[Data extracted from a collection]
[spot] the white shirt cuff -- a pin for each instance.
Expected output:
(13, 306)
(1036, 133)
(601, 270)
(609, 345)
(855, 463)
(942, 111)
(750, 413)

Aim: Recast every line of the material above as a JSON list of strings, one string per line, omitting any blank lines.

Result below:
[
  "[spot] the white shirt cuff -- a pin for each instance.",
  "Expected output:",
  "(13, 306)",
  "(1036, 133)",
  "(601, 270)",
  "(609, 345)",
  "(855, 463)",
  "(942, 111)",
  "(750, 413)"
]